### Problem
All entries below must be given again word for word.

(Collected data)
● ● ●

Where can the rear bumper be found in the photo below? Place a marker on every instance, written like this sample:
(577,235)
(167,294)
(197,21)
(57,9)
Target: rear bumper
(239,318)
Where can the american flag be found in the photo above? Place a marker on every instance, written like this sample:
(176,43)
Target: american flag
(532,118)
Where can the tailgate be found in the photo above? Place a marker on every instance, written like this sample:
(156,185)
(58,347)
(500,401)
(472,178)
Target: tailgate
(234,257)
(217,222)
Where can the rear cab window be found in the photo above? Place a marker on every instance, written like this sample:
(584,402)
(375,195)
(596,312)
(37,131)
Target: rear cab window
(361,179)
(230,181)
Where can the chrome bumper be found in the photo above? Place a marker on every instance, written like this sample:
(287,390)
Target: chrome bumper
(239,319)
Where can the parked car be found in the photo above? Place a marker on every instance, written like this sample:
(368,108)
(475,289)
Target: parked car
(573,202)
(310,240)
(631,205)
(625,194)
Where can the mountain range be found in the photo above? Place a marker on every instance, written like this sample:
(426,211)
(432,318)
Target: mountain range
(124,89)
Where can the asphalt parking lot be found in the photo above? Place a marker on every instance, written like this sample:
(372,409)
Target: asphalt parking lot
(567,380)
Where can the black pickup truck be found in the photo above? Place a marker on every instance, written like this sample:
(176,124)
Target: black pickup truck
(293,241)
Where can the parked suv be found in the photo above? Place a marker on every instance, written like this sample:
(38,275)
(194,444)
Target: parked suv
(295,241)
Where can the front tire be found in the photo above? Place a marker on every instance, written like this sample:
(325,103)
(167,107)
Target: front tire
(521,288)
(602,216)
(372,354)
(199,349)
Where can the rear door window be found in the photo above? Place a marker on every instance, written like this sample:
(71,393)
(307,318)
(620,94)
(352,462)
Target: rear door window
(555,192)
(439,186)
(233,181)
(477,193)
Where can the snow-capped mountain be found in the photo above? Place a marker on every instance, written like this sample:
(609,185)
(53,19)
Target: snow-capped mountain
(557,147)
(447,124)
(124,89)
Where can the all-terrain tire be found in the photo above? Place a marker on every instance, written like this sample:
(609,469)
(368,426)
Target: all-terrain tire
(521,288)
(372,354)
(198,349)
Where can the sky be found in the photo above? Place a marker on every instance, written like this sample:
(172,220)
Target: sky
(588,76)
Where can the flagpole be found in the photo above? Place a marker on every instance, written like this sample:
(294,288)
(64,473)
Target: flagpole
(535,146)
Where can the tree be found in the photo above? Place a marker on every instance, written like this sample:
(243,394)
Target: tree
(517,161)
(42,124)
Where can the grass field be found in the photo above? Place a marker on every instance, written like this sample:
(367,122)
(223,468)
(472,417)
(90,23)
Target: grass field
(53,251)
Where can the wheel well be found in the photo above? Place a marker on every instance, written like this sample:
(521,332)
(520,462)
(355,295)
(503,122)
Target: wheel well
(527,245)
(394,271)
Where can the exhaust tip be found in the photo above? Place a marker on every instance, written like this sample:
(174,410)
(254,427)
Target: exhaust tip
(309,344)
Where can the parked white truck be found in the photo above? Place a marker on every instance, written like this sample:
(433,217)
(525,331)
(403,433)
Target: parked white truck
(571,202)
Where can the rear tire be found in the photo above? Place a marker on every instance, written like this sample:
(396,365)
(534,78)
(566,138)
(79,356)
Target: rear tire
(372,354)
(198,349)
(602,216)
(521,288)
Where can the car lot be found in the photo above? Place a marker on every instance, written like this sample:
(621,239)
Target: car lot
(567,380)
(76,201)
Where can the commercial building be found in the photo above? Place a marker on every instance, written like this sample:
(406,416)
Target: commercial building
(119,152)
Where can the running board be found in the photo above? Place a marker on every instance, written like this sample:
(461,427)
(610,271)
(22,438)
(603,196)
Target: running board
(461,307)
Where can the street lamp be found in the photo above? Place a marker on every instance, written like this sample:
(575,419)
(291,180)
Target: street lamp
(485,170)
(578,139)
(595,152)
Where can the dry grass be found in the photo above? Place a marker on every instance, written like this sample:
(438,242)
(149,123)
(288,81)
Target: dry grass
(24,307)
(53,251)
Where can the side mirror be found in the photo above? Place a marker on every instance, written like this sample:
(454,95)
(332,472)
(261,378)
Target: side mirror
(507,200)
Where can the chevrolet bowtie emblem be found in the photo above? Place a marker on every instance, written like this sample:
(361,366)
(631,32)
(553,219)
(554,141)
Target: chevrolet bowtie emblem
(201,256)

● ● ●

### Your solution
Where can the rear bumper be found in the photo below? Place a marker on every instance, written like this sample:
(577,235)
(167,294)
(197,21)
(57,9)
Target: rear bumper
(239,318)
Where can the american flag be found in the photo above? Place a marker on every instance, written like this sample:
(176,43)
Target: american flag
(532,118)
Where can the tailgate be found in the photo above? Place a marker on every instance, written like this sample:
(156,185)
(58,347)
(500,401)
(472,178)
Target: tailgate
(234,257)
(217,222)
Where can the rear cab window be found in the photo above? Place a marker on every instance, written like this sample:
(584,402)
(375,195)
(596,312)
(37,131)
Target: rear cab window
(361,179)
(230,181)
Where can the chrome bumper be found in the photo above? Place a marker on every instance, written like this sample:
(287,390)
Target: chrome bumper
(239,319)
Where can the parked car be found in the photo above? Place a marker on every instance, written like this sample:
(368,108)
(475,289)
Target: parked car
(573,202)
(310,240)
(631,205)
(625,194)
Where can the mountain range be found in the photo above? Place a marker on every instance, written like this sample:
(426,211)
(432,318)
Target: mountain range
(124,89)
Where can the asphalt parking lot be found in the photo above? Place a marker on every instance, written like this sample:
(372,409)
Target: asphalt parking lot
(567,380)
Where can the black pickup truck be found in the photo above? Place a marker on every instance, written like this sample:
(176,124)
Target: black pickup truck
(293,241)
Where can the parked suv be found in the photo above? Place a marker on every instance, written like this sample:
(38,275)
(194,444)
Target: parked suv
(295,241)
Where can the front tire be found in the photo above? Place a marker on every instance, written like this sample:
(325,103)
(167,107)
Target: front tire
(521,288)
(602,216)
(372,354)
(199,349)
Where can the rear door window be found in the photo above? Place a marker on every instance, written like this sample:
(71,393)
(307,318)
(620,94)
(352,462)
Target: rear door window
(555,192)
(439,186)
(233,181)
(477,193)
Where can the snow-capped mountain be found in the photo above? Place a marker on every instance, written like this sample:
(609,185)
(53,19)
Target: snow-capped mountain
(557,147)
(447,124)
(124,89)
Where can the all-terrain tire be found in the photo above? Place a marker on every instance, written like this sample:
(609,469)
(368,426)
Target: all-terrain tire
(521,288)
(372,354)
(198,349)
Where can the sky be found in the photo above? Place a marker on every instance, written like this sample:
(172,220)
Target: sky
(588,76)
Where can the flagpole be found in the photo above? Place a marker on every instance, written like this sample:
(294,288)
(64,473)
Target: flagpole
(535,146)
Where can the tree be found in the photo above? Place a marker on every instance, written like this sample:
(243,394)
Target: tree
(517,161)
(42,124)
Where can the grass field be found in the photo above? Place a marker on every instance, written like this sample:
(367,122)
(223,468)
(472,417)
(90,23)
Target: grass field
(53,251)
Where can the wheel well be found in the photo above? Place a marker on every instance, written like this sample:
(521,332)
(520,462)
(355,295)
(503,122)
Target: wheel well
(527,245)
(394,271)
Where can the exhaust tip be found in the photo above? Place a marker on every instance, written like this sample:
(174,410)
(254,427)
Target: exhaust tip
(309,344)
Where can the parked white truck be found in the photo above? Place a marker on every instance, written like this sample:
(433,217)
(525,331)
(403,433)
Target: parked white truck
(571,202)
Where can the rear tire be found in the photo above? Place a marker on every instance, written like this sample:
(396,365)
(534,78)
(566,138)
(79,356)
Target: rear tire
(372,354)
(198,349)
(602,216)
(521,288)
Where can the car lot be found in the photo above? Place a marker on every instance, written like this sample:
(621,239)
Target: car lot
(567,380)
(76,201)
Where can the commercial building be found in the photo above? Place a marker on every instance, written like this sample:
(406,416)
Target: commercial building
(119,152)
Where can the running board be found in the photo above? Place a marker on every instance, written like this sample:
(461,427)
(610,271)
(22,438)
(603,196)
Target: running board
(461,307)
Where can the street lamp be found in the photo above? Place a marker on every instance, written like this sample:
(575,419)
(291,180)
Target: street lamp
(485,170)
(578,139)
(595,152)
Where can the dry grass be found in the photo above? Place a marker on every instance, written like this sample:
(438,242)
(149,123)
(288,81)
Target: dry grass
(24,307)
(53,251)
Where can the side mirror be found in the photo above? Place a marker on every instance, written like this sample:
(454,95)
(332,472)
(261,378)
Target: side mirror
(507,200)
Where can the chevrolet bowtie emblem be found in the photo above? Place a marker on every instance, written like this sample:
(361,366)
(631,32)
(553,219)
(554,141)
Target: chevrolet bowtie emblem
(201,256)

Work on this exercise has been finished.